练习目标 = 请从含有“The locate routine indicates the ornate”的那一行起，逐字照录下列条目，录到含有“x=341 y=160”的那一行为止，首尾两行都要包括在内。

所示条目 =
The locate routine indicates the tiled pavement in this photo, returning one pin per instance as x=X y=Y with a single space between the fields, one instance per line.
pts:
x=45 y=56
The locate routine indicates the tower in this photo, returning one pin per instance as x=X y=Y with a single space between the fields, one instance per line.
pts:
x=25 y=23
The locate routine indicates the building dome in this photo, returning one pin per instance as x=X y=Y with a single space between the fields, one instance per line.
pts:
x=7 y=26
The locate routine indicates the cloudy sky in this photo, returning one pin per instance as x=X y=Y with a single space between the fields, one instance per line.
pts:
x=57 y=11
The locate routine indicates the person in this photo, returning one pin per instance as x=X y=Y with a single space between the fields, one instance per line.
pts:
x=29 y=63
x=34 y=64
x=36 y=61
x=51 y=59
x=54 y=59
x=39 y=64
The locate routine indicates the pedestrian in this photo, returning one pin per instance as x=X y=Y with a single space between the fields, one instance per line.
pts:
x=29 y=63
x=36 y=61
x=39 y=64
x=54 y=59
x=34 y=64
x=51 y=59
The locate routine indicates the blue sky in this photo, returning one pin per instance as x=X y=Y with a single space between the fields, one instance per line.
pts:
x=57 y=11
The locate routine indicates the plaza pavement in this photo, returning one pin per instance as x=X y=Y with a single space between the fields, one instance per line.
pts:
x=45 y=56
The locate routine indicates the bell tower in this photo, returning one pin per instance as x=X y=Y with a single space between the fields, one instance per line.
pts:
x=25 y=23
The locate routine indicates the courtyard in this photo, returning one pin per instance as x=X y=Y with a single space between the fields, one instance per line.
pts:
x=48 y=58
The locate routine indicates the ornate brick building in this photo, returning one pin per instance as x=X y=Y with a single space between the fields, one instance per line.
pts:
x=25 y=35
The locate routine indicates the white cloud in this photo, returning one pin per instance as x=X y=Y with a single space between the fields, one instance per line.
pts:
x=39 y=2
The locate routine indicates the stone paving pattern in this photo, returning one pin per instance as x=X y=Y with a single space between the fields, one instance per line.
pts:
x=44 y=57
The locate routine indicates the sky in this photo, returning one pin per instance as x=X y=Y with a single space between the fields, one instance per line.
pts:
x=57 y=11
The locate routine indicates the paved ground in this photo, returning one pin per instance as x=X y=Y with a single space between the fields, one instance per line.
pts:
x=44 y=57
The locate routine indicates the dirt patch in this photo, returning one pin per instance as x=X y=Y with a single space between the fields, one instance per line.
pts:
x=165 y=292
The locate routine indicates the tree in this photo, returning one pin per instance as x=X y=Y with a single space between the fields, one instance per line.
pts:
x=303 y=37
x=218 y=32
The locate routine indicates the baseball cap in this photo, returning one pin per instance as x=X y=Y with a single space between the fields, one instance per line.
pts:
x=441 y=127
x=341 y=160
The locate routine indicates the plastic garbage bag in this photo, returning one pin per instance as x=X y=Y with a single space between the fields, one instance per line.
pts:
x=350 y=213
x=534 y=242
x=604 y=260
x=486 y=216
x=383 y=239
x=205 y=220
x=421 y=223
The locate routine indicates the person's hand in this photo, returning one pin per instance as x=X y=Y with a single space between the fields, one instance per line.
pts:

最终结果 =
The locate routine indicates the ornate brick building in this photo, returning one pin per instance as x=X y=Y with a single space between the fields, one instance per line.
pts:
x=25 y=35
The locate routine indicates the white cloud in this photo, returning one pin per instance as x=X y=Y with a single space between the fields, one instance per line.
pts:
x=39 y=2
The locate routine indicates the stone paving pattern in this photo, returning one pin per instance as x=X y=Y with a single space between the fields, one instance per line.
pts:
x=44 y=57
The locate routine indicates the sky in this photo, returning one pin per instance as x=X y=Y with a single space between the fields, one instance per line.
pts:
x=57 y=11
The locate routine indicates the paved ground in this photo, returning one pin per instance as x=X y=Y with a single space between the fields, one instance per line.
pts:
x=44 y=57
The locate routine indicates the dirt patch in this photo, returning one pin per instance as x=X y=Y with a single space between the fields, one instance per line.
pts:
x=165 y=292
The locate routine indicates the tree in this photo, returning one pin per instance as x=X y=Y with a single space between the fields, one instance per line.
pts:
x=303 y=37
x=218 y=32
The locate routine indicates the baseball cap in this photo, returning one pin per instance as x=X y=Y with a single space between the fields, one instance per line.
pts:
x=441 y=127
x=341 y=160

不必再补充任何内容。